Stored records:
>>>

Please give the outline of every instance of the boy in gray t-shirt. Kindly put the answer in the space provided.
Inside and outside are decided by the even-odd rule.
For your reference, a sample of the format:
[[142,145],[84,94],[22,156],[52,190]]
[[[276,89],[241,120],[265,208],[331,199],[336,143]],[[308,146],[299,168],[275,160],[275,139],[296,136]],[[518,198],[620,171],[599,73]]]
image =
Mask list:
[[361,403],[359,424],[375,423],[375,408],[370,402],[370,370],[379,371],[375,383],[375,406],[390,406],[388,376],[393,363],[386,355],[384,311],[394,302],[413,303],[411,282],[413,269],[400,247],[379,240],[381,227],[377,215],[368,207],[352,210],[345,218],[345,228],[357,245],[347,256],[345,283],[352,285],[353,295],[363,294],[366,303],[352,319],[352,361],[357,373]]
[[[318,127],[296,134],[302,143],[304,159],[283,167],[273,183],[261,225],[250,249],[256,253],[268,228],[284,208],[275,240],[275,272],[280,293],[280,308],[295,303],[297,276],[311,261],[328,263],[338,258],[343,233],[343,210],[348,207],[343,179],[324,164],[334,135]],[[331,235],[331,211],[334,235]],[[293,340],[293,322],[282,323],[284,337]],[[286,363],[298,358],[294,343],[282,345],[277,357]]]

<<<

WHAT YOU ARE ASKED TO DO:
Give back all of the records exactly as they were provided above.

EXERCISE OUTPUT:
Please give the outline of every instance of the boy in gray t-shirt. Kindly put the answer in the space provided.
Inside and outside are decided by the even-odd rule.
For your reference, a sample of the format:
[[142,145],[84,94],[22,156],[52,190]]
[[[276,89],[241,120],[265,208],[331,199],[336,143]],[[308,146],[299,168],[275,160],[275,139],[296,136]],[[518,198],[620,171],[599,73]]]
image =
Mask list:
[[361,403],[359,424],[375,423],[375,408],[370,402],[370,370],[379,371],[375,383],[375,406],[390,406],[388,376],[393,363],[386,355],[384,311],[394,302],[413,303],[411,282],[413,269],[400,247],[379,240],[381,227],[377,215],[368,207],[352,210],[345,218],[345,228],[357,245],[347,256],[345,283],[352,285],[353,295],[363,294],[366,303],[352,319],[352,361],[357,373]]
[[[318,127],[296,134],[302,143],[304,159],[283,167],[273,183],[261,225],[250,249],[256,253],[268,228],[284,208],[275,240],[275,272],[280,293],[280,308],[295,303],[297,276],[311,261],[328,263],[338,258],[343,233],[343,210],[348,207],[343,179],[324,164],[334,135]],[[331,235],[331,211],[334,235]],[[293,340],[293,322],[282,323],[284,337]],[[286,363],[298,358],[294,343],[282,345],[277,357]]]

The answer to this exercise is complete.